## Written problem 1:
Reproduce every line of the extracted records below, requests included, but offset each point coordinate in the answers by adding 97. Leave out the pictures.

## Extract to read:

So, parts of me may rot, but my brain will still be equal to the challenge of an Araucaria crossword. Inshallah.

Pretty things

I am not referring, of course, to the disintegrating figure of your Old Scrote, or even to the handsome hairless farmer next to me, but to the three Barn Owl chicks that we are holding.
At the time - about a week ago - the weather had been atrocious, so, not surprisingly, all three owlets were underweight. The farmer, who has access to a supply of dead day-old chicks, promised to send his wife down to the box first thing every morning to provide supplementary feeding. Let's hope they survive (I mean the owlets, tho I also hope that his marriage survives too).
And here they are in closeup. Nature doesn't get much cuter than this.

## Extracted records:
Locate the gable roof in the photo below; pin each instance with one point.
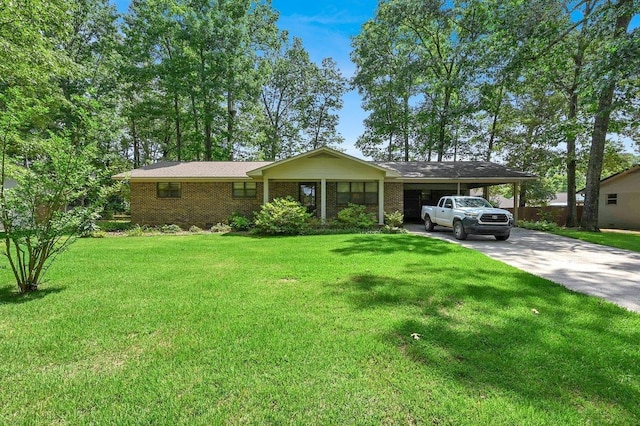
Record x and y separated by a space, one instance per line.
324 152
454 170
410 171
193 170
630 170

## Written problem 2:
Copy, word for word, the stretch of the Barn Owl chick text from "I am not referring, of" through "cuter than this.".

## Full response 1:
Locate the gable roof in the photo below; pin each instance with one point.
Record x and y separated by a space, one instance per line.
421 249
551 267
507 268
290 267
727 267

## Full response 2:
I am not referring, of course, to the disintegrating figure of your Old Scrote, or even to the handsome hairless farmer next to me, but to the three Barn Owl chicks that we are holding.
At the time - about a week ago - the weather had been atrocious, so, not surprisingly, all three owlets were underweight. The farmer, who has access to a supply of dead day-old chicks, promised to send his wife down to the box first thing every morning to provide supplementary feeding. Let's hope they survive (I mean the owlets, tho I also hope that his marriage survives too).
And here they are in closeup. Nature doesn't get much cuter than this.